What needs to be done:
Copy out, word for word, the records from the line containing "For quality-assurance purposes, verify whether the cloudy" through the line containing "[[0, 51, 120, 90]]", including both of those lines.

Information provided:
----------------

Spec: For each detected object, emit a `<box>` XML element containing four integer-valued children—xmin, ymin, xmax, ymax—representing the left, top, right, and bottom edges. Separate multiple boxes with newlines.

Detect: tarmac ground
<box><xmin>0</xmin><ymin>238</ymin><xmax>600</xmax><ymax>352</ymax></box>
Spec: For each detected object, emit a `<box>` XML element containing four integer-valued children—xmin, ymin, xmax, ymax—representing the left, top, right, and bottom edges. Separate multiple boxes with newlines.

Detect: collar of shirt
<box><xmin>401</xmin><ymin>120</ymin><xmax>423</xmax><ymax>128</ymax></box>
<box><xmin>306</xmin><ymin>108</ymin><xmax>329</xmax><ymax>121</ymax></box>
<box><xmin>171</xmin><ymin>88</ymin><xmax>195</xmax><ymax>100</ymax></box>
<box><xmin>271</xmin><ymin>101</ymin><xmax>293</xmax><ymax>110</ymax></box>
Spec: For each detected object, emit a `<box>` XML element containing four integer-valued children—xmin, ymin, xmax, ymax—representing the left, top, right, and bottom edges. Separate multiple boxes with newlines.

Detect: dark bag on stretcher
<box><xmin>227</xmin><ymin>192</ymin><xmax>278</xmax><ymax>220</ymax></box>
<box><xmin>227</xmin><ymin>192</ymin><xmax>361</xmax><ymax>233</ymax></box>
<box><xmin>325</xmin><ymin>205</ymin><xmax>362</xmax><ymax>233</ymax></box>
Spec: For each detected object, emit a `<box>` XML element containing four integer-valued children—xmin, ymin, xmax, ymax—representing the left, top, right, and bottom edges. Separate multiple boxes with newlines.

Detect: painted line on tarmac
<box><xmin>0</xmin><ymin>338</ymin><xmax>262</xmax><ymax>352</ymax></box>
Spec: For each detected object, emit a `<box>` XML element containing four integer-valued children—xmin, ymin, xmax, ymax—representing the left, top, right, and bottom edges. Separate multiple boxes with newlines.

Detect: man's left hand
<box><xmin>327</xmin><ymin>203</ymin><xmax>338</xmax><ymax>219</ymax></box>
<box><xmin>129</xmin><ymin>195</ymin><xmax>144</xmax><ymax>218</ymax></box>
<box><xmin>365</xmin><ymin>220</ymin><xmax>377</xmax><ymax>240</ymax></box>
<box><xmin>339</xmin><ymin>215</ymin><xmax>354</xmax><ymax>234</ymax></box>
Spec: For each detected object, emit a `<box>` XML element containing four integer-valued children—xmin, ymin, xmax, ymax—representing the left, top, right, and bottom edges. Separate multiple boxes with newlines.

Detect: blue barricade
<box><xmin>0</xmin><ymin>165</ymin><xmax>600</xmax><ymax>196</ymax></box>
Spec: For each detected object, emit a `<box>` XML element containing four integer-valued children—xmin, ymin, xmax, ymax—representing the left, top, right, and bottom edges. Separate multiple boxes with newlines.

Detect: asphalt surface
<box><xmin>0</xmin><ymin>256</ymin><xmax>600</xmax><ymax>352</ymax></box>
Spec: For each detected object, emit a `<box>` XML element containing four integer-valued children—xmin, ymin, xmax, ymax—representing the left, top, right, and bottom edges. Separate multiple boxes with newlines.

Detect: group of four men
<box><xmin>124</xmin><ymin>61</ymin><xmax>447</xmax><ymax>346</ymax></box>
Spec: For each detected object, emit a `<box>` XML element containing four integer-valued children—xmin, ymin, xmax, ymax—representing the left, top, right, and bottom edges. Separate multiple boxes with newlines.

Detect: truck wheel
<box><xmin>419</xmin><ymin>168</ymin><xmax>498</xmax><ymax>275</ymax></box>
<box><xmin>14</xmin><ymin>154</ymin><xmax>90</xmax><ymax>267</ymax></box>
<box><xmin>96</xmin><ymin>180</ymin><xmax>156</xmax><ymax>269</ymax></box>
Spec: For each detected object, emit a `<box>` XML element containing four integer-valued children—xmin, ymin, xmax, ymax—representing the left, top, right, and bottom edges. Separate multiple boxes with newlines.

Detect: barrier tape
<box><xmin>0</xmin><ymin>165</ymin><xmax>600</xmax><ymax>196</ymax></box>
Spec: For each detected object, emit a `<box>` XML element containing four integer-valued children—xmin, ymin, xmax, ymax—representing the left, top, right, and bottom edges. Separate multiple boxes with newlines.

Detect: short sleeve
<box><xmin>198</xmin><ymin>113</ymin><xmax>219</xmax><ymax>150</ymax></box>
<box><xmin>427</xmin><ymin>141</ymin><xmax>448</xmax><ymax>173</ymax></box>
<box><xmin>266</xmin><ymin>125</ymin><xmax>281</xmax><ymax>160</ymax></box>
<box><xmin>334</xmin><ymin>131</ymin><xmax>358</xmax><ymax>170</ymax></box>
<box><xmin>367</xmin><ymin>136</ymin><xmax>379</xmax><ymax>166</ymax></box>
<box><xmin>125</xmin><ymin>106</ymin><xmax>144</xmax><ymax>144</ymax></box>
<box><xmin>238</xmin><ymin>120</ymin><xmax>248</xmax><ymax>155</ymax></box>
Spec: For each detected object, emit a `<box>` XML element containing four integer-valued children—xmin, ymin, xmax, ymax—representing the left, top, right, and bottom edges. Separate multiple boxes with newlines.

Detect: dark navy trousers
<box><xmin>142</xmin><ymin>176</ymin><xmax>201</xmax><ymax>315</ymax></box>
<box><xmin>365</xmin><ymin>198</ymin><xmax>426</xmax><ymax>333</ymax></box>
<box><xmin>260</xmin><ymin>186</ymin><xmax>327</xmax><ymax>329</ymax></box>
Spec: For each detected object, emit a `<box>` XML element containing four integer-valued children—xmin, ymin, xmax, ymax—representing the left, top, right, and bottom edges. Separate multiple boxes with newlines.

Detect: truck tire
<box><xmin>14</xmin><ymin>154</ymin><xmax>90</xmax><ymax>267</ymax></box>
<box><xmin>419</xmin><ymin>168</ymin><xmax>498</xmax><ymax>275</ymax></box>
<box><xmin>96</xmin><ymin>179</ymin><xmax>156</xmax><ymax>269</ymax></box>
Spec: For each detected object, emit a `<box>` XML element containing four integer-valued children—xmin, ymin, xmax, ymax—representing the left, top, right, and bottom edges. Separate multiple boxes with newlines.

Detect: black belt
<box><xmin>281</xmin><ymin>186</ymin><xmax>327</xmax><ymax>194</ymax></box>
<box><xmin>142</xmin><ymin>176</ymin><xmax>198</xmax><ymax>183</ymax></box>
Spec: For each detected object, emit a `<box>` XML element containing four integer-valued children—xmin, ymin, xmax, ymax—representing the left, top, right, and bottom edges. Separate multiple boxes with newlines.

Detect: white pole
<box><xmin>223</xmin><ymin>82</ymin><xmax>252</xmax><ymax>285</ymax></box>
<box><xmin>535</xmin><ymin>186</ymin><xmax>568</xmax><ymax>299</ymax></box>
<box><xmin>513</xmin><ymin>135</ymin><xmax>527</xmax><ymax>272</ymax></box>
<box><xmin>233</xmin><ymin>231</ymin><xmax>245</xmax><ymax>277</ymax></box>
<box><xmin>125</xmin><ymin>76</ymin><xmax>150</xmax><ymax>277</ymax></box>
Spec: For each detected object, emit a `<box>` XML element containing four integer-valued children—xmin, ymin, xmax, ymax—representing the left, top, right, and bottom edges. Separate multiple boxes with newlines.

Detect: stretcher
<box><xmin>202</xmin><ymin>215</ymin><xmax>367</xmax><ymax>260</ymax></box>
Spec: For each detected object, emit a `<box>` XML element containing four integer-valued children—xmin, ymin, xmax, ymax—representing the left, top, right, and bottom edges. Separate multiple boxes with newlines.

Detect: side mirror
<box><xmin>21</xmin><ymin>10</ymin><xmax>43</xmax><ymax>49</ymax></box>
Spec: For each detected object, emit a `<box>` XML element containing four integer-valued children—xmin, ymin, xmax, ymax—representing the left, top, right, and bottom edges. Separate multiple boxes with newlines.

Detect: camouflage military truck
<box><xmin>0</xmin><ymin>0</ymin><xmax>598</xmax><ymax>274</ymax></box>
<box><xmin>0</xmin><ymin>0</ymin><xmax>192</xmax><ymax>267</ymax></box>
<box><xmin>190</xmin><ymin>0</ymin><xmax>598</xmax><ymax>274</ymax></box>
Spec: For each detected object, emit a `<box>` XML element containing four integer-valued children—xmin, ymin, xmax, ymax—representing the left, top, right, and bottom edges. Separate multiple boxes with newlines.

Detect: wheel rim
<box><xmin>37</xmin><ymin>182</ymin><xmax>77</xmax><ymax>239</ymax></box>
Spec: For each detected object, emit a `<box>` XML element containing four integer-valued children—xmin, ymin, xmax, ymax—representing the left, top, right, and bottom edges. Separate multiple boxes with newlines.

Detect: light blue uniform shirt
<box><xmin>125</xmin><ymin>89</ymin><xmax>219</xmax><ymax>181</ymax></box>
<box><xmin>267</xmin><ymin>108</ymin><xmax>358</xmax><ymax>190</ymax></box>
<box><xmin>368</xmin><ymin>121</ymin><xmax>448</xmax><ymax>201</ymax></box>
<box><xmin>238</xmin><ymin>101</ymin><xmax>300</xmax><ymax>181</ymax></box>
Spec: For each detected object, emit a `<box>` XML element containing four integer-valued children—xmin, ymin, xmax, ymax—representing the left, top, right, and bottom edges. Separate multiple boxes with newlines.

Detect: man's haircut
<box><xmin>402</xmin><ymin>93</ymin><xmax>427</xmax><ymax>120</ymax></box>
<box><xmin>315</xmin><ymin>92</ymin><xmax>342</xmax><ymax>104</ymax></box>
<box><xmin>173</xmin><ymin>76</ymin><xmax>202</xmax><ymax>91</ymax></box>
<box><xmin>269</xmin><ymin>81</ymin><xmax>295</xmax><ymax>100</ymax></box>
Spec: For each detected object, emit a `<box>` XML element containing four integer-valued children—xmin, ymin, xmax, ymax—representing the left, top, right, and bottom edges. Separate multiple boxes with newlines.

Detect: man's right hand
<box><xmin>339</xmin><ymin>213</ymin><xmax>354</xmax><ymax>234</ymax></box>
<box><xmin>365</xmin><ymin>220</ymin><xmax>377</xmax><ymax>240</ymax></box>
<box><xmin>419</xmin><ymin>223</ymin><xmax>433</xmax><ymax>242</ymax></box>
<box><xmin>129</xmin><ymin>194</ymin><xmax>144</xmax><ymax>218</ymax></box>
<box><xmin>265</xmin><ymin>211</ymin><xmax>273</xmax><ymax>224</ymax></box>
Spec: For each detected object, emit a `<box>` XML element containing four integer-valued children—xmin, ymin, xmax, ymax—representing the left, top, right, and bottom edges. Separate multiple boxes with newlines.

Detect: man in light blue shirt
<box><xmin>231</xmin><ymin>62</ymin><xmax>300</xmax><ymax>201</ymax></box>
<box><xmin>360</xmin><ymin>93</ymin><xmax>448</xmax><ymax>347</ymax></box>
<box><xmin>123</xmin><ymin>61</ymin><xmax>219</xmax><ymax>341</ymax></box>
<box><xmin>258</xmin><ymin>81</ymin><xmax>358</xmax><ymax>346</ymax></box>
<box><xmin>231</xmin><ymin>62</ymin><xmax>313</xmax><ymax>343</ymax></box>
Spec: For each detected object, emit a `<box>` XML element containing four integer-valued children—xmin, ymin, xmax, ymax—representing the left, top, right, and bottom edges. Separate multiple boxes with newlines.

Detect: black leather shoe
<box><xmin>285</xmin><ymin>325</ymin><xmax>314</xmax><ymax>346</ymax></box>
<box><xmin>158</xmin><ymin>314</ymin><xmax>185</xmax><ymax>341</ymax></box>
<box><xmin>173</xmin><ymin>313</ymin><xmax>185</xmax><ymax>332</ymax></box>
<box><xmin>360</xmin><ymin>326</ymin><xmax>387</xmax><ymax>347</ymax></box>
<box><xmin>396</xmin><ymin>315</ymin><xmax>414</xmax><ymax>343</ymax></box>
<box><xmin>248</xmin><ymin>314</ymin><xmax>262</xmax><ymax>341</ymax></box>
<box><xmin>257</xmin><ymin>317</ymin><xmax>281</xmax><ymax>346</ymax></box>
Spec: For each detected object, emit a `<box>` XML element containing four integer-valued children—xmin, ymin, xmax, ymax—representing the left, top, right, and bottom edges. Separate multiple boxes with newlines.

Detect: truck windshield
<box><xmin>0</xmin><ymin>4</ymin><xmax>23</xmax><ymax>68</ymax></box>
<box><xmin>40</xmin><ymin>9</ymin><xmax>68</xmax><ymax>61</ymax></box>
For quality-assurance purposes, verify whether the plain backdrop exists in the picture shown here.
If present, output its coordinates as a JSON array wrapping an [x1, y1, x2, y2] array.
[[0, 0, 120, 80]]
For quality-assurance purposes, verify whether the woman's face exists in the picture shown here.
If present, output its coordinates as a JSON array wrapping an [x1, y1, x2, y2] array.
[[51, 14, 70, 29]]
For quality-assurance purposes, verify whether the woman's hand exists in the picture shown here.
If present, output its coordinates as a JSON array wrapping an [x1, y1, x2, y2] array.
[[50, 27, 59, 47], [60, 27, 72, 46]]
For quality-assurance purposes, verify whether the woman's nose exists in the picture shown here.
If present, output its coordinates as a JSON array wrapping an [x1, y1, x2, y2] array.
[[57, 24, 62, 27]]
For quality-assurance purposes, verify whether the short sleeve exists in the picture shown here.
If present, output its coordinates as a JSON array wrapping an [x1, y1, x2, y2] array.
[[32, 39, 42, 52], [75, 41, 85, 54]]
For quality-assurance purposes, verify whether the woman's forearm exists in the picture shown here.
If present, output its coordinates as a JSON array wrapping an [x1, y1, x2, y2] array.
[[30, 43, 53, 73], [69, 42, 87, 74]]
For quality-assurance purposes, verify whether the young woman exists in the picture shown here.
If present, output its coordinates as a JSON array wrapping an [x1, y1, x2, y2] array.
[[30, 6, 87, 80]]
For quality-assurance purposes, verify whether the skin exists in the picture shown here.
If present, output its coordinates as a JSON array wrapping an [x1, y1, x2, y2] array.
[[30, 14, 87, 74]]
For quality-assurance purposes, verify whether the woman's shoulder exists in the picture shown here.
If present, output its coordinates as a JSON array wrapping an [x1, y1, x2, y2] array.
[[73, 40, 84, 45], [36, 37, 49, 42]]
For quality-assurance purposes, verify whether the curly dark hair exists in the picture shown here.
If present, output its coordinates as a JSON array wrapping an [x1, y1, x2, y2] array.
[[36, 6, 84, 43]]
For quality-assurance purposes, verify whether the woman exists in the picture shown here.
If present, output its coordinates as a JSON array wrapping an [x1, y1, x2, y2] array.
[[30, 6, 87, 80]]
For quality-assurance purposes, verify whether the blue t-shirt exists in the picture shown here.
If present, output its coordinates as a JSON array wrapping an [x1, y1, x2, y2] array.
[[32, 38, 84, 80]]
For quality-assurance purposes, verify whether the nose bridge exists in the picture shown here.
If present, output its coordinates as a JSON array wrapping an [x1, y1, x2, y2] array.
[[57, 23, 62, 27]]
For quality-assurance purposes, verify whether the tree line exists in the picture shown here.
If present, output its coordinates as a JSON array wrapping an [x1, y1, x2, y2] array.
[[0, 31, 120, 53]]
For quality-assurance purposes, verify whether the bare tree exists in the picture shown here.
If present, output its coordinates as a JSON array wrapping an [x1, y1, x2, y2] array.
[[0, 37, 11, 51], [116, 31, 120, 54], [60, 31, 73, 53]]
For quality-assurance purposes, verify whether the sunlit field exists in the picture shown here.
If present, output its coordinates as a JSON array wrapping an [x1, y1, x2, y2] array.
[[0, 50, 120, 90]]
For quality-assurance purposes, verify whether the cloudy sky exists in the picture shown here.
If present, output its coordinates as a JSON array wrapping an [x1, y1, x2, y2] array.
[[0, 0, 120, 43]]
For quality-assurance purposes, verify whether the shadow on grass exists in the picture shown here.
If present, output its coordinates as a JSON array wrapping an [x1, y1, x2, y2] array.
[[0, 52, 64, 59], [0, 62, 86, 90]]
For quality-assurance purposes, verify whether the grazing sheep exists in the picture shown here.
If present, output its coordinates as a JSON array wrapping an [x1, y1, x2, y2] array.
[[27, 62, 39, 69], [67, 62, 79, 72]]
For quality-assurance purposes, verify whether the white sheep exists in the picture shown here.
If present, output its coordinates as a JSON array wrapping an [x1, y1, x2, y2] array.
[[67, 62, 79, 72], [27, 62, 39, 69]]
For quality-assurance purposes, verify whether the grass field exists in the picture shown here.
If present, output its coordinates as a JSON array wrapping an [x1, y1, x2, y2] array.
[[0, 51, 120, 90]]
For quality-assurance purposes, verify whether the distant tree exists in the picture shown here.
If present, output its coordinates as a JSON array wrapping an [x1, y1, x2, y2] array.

----------------

Task answer:
For quality-assurance purposes, verify whether the cloudy sky exists in the picture shown here.
If present, output its coordinates as a JSON array wrapping an [x1, y1, x2, y2] array.
[[0, 0, 120, 43]]
For quality-assurance purposes, verify whether the shadow on grass exists in the picture shown here.
If present, output its coordinates as a JSON array wrapping an [x1, y1, x2, y2] array.
[[0, 52, 64, 59], [0, 62, 86, 90]]
For quality-assurance purposes, verify whether the grazing sheep exists in the picture shown here.
If present, output its coordinates as a JSON array wrapping an [x1, y1, x2, y2] array.
[[27, 62, 39, 69], [67, 62, 79, 72]]
For quality-assurance purposes, verify whether the white sheep exists in the picture shown here.
If present, output its coordinates as a JSON array wrapping an [x1, y1, x2, y2] array.
[[67, 62, 79, 72], [27, 62, 39, 69]]
For quality-assurance purposes, verify whether the grass field exists in the picture shown here.
If present, output its coordinates as a JSON array wrapping an [x1, y1, x2, y2] array.
[[0, 51, 120, 90]]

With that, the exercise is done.